Recopiez fidèlement un extrait du texte sur la musique, en commençant aux mots « La musique, je » et en vous arrêtant après les mots « et audace ? ».
----- Texte à lire -----
PAGES D'ÉCRITURE
N°35 Août 2006
«Or jamais la musique n'a débouché sur des idées, sur une pensée, sur un rapport au monde en particulier. Au mieux, elle n'est qu'un amplificateur des sentiments de celui qui l'écoute...»
Ce qu'un journaliste écrit là semble procéder du bon sens, alors pourquoi cette affirmation banale me fait-elle bondir ? Est-ce là réaction primaire de mélomane dévot dont on insulte l'idole ? Sans doute, mais pas seulement : ce qui me choque dans ce jugement, c'est sa courte vue. Il contredit une expérience intime — laquelle j'ai le plus grand mal à ordonner, à formuler. Et pour cause : la musique, cet homme a raison, ne manie pas les concepts et les mots. Mais elle ne se borne pas non plus à chatouiller les sens. La musique nourrit l'esprit, pour peu qu'on sache l'écouter. Comme la pensée, elle est une forme et un mouvement. Écouter une musique inventive, qui bouge, se déploie, s'organise de façon neuve, ne peut qu'inciter l'esprit, par mimétisme, à sortir de ses routines, à penser de façon plus libre, plus ample. Les surprises et les chocs d'une pièce de Gesualdo, les envolées d'un Beethoven, les glissements et virages imprévus d'un Debussy, autant de stimulants subtils. La musique est l'un des supports de la pensée, l'eau où elle baigne. Car la pensée, que les philosophes me pardonnent, n'est pas selon moi un grand fleuve puissant, mais seulement le frêle esquif porté par lui.
La musique, je ne sais si je saurai bien l'écouter un jour. Trop distrait, trop flemmard, je reste à mi-chemin, mais la fameuse forme sonate classique, avec toutes ses règles, toutes ses répétitions — exposition (thème A, thème B), reprise, développement, réexposition —, qu'est-ce donc, sinon l'expression d'un rapport au monde, le miroir d'une époque où tout est codifié, où l'innovation n'est pas exclue, mais sous surveillance, par avancées mesurées encadrées par de tranquilles retours au connu ? Écouter une symphonie de Haydn, n'est-ce pas retrouver ce bonheur d'un balancement, d'un équilibre entre discipline et liberté, tradition et nouveauté, prudence et audace ?
----- Données extraites -----
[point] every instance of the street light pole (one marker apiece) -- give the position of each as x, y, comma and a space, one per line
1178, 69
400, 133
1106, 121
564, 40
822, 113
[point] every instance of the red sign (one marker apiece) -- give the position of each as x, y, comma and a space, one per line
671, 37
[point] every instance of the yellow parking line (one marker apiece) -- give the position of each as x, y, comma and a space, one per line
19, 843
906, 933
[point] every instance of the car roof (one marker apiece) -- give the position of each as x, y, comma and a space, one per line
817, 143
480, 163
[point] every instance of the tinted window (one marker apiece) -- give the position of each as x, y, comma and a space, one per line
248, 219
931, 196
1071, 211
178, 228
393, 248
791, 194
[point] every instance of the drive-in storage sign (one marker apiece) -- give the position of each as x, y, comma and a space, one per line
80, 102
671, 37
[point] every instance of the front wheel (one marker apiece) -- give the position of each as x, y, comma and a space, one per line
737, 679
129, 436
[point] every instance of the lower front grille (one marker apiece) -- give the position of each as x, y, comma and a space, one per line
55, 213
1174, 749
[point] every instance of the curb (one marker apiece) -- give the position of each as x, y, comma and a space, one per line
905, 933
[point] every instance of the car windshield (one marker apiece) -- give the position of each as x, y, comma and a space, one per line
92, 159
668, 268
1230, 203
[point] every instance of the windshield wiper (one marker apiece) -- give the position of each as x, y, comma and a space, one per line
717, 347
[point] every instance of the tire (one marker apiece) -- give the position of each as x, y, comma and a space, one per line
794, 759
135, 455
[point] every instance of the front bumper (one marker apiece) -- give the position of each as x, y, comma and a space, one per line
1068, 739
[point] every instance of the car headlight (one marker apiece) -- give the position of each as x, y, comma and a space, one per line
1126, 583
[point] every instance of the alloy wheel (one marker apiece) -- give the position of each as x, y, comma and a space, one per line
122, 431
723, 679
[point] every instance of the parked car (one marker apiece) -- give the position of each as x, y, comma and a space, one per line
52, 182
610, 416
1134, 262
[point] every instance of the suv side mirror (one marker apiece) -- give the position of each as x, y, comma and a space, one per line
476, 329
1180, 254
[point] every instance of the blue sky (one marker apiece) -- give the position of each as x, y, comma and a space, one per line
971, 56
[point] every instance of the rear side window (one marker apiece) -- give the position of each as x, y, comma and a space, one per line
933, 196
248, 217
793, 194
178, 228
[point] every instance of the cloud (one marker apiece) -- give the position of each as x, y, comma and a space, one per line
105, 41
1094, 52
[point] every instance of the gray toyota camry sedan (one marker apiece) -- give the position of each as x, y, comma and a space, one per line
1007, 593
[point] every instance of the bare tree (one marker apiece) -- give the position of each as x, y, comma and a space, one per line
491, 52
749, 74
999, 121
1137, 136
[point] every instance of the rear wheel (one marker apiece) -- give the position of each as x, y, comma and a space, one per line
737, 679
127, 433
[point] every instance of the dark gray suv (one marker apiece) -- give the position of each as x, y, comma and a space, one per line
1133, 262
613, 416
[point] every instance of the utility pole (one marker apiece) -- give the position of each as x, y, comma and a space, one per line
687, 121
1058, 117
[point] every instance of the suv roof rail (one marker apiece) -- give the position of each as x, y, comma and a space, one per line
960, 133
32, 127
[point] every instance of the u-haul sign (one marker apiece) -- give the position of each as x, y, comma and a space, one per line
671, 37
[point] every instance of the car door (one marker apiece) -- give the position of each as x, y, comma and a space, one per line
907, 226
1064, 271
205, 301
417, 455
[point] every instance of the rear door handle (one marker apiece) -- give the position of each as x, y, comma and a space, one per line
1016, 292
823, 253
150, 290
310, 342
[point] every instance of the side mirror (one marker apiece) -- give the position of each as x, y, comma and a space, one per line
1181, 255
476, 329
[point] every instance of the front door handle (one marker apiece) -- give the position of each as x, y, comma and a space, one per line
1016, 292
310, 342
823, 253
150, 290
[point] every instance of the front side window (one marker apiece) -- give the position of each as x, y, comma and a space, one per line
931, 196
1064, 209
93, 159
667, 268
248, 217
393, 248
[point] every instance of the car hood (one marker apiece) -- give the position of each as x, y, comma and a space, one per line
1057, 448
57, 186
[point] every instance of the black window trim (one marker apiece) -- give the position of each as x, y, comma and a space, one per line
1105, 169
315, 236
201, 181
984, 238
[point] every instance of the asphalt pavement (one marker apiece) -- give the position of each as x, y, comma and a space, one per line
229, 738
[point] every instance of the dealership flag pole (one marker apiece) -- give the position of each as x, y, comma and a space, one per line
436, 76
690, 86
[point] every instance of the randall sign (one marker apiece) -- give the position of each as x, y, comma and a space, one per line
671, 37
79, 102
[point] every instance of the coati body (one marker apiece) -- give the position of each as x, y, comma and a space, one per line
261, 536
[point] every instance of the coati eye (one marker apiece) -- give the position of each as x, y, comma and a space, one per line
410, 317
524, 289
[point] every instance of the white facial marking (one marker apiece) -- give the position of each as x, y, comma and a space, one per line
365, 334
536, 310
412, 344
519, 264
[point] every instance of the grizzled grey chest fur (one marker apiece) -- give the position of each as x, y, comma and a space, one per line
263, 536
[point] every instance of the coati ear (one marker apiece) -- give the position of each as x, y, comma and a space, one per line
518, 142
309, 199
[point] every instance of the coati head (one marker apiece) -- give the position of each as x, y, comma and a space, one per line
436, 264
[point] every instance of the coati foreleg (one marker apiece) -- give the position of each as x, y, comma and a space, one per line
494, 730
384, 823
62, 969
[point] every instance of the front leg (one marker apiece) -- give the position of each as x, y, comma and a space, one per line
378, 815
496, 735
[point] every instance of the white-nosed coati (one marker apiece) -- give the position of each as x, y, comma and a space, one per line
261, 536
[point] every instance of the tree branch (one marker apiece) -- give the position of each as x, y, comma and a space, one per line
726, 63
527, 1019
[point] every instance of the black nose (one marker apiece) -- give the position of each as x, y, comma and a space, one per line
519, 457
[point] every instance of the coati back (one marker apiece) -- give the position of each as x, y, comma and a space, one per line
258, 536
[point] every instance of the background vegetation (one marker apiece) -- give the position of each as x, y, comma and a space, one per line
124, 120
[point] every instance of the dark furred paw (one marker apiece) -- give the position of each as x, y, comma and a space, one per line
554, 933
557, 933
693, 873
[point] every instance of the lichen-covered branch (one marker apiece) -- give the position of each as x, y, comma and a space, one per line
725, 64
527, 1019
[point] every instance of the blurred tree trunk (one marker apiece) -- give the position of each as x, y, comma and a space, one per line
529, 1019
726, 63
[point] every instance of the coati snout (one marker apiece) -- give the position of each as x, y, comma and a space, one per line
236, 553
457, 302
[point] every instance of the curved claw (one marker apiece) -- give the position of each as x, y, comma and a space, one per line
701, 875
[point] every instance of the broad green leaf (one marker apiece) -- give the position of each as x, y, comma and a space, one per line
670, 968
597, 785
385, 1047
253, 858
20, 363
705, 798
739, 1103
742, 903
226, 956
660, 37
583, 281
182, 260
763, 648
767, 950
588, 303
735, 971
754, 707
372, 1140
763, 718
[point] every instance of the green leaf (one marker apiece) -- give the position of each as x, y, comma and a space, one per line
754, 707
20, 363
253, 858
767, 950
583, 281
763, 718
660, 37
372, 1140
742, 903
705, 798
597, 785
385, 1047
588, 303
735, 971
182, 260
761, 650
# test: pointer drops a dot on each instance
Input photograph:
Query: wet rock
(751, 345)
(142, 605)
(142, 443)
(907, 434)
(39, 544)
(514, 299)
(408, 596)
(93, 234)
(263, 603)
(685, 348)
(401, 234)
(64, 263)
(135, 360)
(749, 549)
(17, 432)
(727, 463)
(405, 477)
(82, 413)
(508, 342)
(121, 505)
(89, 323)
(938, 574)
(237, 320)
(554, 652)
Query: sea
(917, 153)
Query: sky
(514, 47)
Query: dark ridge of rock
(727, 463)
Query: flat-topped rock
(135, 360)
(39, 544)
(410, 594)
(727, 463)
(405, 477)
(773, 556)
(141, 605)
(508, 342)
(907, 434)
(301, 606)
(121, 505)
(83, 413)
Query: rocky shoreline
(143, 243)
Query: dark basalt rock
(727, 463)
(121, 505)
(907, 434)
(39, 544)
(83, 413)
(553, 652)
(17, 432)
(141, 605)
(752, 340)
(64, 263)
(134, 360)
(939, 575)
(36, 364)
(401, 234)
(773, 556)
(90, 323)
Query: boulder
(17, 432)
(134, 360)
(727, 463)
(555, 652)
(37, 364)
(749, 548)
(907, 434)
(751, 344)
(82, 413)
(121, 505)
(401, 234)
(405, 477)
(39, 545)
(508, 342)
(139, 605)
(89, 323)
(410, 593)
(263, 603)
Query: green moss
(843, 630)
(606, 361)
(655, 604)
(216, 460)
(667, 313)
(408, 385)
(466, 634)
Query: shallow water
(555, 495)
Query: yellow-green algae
-----
Votre réponse
La musique, je ne sais si je saurai bien l'écouter un jour. Trop distrait, trop flemmard, je reste à mi-chemin, mais la fameuse forme sonate classique, avec toutes ses règles, toutes ses répétitions — exposition (thème A, thème B), reprise, développement, réexposition —, qu'est-ce donc, sinon l'expression d'un rapport au monde, le miroir d'une époque où tout est codifié, où l'innovation n'est pas exclue, mais sous surveillance, par avancées mesurées encadrées par de tranquilles retours au connu ? Écouter une symphonie de Haydn, n'est-ce pas retrouver ce bonheur d'un balancement, d'un équilibre entre discipline et liberté, tradition et nouveauté, prudence et audace ?